**THE PROBLEM**: Which lines of the listing contain the string "cream"? Pull out each of them, treating uppercase and lowercase as different.

## start

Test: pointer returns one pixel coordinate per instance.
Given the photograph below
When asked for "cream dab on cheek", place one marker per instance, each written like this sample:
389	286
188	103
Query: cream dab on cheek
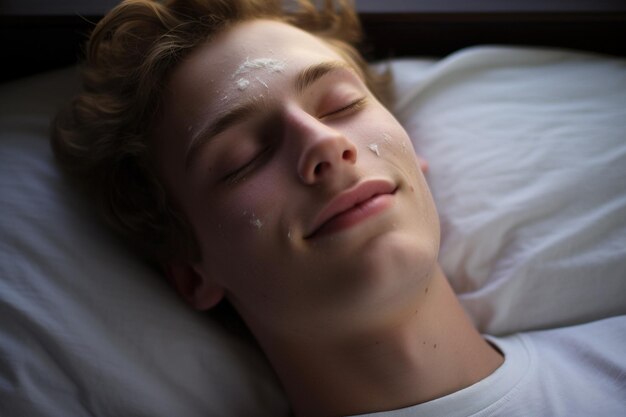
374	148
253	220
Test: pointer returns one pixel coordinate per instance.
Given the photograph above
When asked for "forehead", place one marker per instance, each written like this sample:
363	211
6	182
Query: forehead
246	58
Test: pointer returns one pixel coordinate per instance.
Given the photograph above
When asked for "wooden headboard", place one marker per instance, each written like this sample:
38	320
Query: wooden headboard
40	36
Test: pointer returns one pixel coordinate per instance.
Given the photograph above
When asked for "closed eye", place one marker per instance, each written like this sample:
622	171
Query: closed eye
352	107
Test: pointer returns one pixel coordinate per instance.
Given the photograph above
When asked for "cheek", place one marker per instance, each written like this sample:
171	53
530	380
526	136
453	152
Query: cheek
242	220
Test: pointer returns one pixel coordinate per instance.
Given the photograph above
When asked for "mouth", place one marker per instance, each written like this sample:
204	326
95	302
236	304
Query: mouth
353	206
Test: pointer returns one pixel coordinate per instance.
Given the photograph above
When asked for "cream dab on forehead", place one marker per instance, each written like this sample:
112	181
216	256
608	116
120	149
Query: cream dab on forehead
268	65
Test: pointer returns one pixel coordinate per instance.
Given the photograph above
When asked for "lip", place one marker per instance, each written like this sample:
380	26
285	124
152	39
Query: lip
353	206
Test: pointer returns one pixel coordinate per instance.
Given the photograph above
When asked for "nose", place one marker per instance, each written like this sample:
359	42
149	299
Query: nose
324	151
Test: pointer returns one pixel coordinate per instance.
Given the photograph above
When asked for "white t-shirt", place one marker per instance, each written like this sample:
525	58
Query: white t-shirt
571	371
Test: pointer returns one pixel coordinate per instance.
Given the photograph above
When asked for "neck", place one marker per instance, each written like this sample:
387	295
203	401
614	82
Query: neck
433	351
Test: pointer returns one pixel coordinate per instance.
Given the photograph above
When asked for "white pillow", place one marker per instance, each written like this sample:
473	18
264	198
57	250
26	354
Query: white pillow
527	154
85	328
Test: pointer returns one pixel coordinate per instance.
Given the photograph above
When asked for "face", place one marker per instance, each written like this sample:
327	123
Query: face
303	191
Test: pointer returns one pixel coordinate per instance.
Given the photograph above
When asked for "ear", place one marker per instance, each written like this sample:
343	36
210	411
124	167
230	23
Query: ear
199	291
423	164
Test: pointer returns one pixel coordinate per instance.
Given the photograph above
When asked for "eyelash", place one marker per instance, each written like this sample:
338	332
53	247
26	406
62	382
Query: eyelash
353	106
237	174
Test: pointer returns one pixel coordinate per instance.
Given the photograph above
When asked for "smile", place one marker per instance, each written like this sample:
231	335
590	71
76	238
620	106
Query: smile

## end
## start

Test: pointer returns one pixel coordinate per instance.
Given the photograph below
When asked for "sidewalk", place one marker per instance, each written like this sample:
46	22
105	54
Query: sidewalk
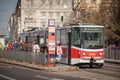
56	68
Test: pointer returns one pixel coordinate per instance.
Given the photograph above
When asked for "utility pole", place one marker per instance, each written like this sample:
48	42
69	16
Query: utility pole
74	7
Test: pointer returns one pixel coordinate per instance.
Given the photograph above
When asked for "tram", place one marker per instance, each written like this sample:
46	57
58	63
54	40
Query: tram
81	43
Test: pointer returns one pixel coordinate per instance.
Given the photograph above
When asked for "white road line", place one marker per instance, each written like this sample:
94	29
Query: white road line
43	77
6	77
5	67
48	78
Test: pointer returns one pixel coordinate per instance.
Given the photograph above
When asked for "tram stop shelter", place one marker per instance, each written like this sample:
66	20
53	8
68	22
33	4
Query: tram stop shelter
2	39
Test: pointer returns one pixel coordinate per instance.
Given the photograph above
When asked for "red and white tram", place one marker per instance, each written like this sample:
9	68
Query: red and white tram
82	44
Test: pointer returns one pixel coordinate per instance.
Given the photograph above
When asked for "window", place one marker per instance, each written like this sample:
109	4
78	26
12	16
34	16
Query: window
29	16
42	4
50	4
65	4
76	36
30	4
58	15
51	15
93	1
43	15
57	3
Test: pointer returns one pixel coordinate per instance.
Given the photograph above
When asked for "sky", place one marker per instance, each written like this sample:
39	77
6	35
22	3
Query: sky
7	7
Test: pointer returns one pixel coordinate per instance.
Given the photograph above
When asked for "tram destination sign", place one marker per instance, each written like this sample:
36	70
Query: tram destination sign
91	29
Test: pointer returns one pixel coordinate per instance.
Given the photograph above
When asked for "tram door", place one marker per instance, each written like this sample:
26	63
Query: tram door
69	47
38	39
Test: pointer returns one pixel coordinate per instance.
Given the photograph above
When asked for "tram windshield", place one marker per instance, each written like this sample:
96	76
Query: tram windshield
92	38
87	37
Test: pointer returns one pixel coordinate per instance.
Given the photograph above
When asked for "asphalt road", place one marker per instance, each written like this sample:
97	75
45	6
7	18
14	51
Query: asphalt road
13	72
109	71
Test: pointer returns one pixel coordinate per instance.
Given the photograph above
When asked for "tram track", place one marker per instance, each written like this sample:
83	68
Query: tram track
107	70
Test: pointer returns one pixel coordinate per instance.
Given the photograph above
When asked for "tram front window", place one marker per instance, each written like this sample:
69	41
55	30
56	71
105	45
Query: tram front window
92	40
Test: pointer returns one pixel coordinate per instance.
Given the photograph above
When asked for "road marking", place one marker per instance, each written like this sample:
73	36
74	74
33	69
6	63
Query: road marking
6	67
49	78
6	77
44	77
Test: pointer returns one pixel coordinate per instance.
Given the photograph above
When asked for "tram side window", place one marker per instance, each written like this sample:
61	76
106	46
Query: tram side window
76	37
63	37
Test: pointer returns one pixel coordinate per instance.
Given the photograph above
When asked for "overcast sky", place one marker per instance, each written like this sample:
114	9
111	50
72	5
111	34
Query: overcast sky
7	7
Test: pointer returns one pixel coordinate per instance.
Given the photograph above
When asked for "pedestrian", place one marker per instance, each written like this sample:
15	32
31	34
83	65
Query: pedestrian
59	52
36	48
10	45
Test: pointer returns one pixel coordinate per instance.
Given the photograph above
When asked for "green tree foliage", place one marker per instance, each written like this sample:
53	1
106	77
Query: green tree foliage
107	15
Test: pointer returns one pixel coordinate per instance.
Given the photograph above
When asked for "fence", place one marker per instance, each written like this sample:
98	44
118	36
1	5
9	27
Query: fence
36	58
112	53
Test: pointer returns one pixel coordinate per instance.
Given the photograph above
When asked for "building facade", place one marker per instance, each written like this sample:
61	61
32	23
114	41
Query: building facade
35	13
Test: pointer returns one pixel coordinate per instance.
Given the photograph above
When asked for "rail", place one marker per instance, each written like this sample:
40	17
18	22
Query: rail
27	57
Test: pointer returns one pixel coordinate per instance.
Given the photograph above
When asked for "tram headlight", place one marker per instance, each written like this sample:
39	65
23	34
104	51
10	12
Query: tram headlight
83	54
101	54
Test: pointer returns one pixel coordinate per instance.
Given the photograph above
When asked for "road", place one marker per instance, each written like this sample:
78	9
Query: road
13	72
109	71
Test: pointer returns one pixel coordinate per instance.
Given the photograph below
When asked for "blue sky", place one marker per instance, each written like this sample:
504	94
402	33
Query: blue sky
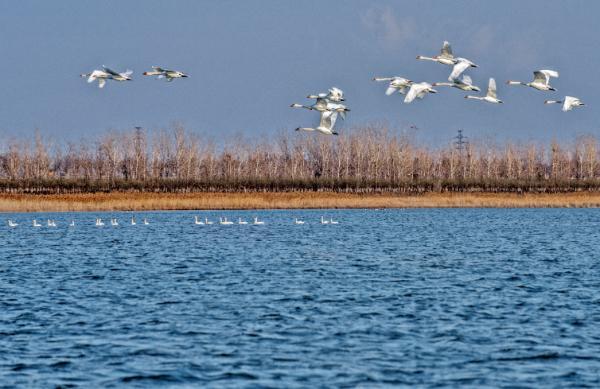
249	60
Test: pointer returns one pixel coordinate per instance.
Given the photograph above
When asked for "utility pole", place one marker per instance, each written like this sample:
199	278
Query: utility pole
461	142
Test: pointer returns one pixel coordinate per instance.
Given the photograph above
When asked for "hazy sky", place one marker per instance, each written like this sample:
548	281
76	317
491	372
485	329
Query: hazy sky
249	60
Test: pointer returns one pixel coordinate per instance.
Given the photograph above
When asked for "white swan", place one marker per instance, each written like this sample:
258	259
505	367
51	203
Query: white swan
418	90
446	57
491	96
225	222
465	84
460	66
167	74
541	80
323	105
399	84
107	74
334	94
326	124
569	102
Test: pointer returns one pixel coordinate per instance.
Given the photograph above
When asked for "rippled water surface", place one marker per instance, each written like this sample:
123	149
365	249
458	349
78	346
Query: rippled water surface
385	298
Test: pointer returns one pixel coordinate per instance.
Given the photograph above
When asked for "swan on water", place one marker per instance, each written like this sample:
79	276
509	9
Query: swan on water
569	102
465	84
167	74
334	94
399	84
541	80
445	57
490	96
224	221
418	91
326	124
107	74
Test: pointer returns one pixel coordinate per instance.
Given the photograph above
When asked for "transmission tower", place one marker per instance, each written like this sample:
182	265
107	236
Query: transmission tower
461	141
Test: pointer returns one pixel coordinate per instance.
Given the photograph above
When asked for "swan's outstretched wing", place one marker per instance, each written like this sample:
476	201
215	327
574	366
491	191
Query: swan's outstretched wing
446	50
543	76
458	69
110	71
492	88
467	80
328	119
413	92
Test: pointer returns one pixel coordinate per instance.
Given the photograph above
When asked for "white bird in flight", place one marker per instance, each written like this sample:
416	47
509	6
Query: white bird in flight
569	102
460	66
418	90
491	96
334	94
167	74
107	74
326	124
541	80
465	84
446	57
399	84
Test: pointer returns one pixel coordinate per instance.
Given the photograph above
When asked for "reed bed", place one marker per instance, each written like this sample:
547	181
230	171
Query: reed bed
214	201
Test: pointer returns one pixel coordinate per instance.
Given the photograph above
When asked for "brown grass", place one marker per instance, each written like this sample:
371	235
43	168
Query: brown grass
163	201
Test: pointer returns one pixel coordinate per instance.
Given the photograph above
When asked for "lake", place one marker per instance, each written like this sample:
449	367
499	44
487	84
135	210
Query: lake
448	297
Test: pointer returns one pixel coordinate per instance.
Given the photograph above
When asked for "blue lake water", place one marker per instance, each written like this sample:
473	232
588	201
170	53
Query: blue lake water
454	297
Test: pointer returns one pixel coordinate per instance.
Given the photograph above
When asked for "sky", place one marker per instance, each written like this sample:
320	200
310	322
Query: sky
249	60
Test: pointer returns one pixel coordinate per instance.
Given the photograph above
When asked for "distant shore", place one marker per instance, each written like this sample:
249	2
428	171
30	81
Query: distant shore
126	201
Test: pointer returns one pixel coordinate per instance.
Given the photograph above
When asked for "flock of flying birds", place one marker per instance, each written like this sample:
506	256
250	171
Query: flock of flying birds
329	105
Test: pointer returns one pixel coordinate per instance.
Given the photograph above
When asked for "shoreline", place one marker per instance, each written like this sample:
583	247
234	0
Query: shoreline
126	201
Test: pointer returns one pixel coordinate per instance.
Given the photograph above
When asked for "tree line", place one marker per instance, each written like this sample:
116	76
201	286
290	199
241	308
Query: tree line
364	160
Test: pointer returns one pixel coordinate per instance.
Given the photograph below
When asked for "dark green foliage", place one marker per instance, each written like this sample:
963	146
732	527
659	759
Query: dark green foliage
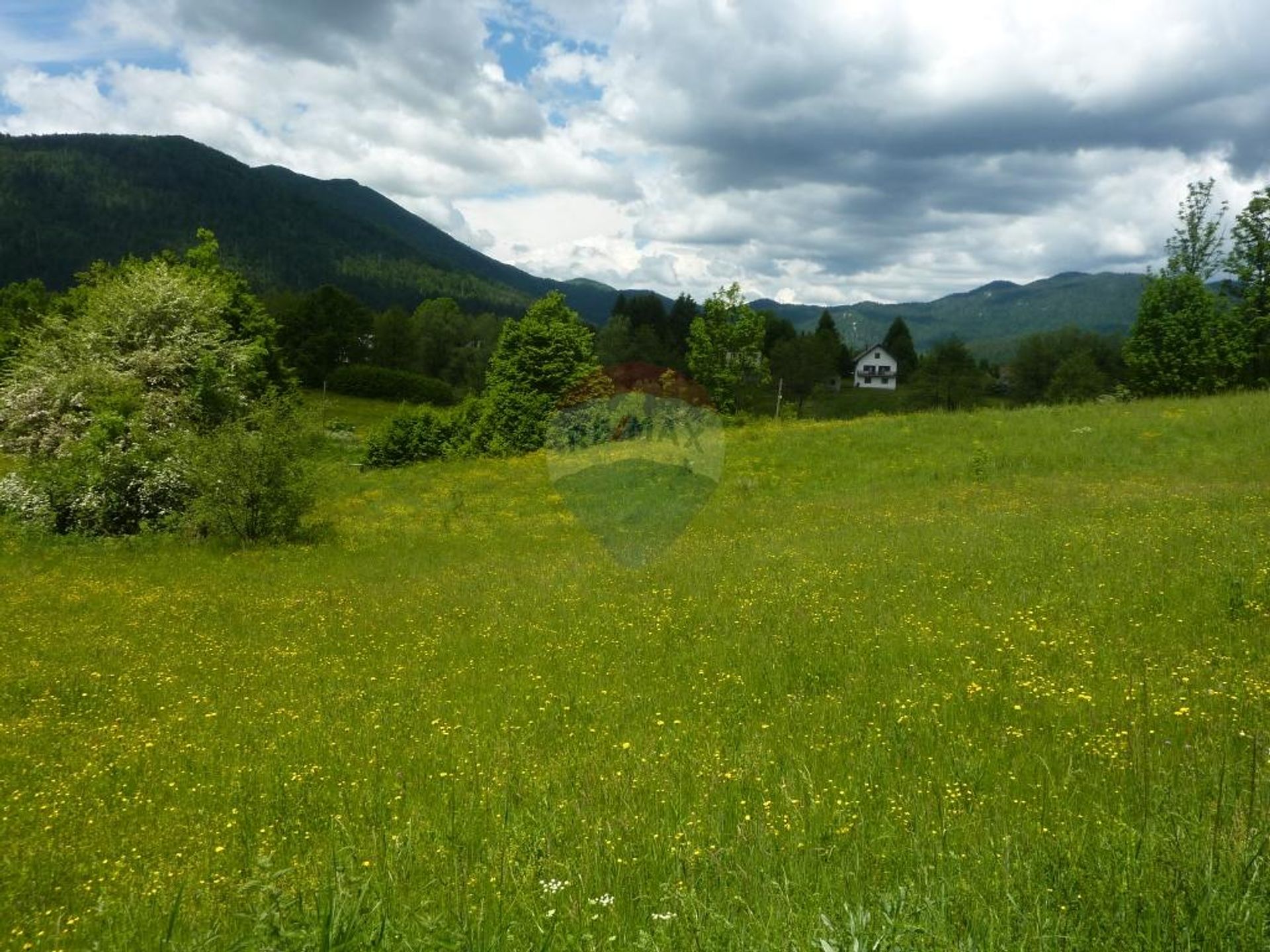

## end
## start

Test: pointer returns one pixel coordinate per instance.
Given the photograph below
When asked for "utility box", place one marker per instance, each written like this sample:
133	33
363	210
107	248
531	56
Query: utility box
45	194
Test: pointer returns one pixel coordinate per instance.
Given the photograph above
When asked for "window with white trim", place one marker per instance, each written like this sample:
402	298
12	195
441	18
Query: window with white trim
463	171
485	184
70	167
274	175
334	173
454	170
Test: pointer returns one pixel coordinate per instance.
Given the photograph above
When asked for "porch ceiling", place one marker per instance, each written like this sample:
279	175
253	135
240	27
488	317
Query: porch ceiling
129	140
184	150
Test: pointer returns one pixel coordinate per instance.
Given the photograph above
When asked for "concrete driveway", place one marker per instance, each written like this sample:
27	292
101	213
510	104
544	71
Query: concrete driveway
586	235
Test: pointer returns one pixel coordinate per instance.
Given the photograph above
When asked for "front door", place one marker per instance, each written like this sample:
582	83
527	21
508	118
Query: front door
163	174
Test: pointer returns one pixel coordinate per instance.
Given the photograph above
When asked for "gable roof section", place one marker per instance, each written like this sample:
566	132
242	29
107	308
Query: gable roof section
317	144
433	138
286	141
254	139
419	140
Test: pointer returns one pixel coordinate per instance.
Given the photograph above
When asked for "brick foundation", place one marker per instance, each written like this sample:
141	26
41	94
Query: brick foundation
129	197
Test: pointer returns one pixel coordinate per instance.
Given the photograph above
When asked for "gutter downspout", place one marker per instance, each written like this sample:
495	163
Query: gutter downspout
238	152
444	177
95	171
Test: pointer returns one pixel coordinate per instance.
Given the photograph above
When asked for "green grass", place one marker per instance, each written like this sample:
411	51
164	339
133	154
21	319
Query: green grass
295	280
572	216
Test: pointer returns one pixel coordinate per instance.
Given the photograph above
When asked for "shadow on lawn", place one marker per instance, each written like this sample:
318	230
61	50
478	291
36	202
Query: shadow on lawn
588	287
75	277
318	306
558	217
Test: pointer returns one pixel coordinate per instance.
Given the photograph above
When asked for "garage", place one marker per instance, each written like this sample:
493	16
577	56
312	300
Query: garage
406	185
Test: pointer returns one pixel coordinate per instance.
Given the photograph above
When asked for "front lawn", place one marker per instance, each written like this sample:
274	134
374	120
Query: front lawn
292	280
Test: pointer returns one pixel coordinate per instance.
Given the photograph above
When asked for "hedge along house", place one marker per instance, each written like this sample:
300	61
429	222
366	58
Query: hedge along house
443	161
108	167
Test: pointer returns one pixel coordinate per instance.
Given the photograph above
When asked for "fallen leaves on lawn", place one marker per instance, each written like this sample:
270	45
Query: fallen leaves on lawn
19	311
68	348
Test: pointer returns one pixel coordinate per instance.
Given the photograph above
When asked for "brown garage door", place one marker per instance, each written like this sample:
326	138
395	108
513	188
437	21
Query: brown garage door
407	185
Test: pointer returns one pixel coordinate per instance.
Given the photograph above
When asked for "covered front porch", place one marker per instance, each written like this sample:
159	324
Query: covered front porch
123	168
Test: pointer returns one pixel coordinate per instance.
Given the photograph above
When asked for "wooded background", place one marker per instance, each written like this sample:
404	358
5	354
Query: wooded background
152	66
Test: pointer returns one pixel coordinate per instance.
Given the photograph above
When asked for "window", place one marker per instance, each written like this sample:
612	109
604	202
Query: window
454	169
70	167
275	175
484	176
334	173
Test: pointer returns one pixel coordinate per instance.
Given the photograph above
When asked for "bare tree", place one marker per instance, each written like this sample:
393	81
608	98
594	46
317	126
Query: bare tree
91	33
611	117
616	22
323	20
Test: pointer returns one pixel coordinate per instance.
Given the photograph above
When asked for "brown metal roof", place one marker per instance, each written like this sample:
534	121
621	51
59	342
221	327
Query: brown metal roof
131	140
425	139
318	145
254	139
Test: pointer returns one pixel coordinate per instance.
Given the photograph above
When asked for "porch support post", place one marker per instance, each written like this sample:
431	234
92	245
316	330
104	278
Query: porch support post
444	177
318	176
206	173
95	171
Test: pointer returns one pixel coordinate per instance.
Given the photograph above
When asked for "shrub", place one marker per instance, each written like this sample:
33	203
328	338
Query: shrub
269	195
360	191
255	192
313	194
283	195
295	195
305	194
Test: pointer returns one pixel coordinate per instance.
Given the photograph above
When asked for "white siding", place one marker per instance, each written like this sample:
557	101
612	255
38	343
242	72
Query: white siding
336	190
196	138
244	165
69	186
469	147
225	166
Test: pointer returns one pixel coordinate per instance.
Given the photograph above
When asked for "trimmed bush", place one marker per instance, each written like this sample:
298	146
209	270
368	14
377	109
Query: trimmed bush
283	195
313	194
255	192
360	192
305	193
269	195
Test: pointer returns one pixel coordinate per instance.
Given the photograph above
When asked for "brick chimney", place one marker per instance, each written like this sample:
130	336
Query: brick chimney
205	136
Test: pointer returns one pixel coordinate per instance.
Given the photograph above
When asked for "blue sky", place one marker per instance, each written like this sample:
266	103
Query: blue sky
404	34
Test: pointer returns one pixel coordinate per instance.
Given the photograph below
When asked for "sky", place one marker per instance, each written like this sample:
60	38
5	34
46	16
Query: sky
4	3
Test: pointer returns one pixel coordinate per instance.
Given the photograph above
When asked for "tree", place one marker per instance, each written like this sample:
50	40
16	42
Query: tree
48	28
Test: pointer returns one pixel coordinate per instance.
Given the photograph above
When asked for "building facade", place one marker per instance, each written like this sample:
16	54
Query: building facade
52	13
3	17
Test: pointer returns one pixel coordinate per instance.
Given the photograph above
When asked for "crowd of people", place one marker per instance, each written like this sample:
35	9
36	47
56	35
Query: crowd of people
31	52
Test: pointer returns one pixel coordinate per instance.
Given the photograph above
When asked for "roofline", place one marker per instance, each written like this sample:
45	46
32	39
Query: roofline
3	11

## end

**REPLY**:
When asked for "cream dab on cheek", place one marker per instance, each written like this sample:
Query: cream dab on cheek
When asked for "cream dab on forehead", place one marker per instance, each written like this sample:
Query: cream dab on forehead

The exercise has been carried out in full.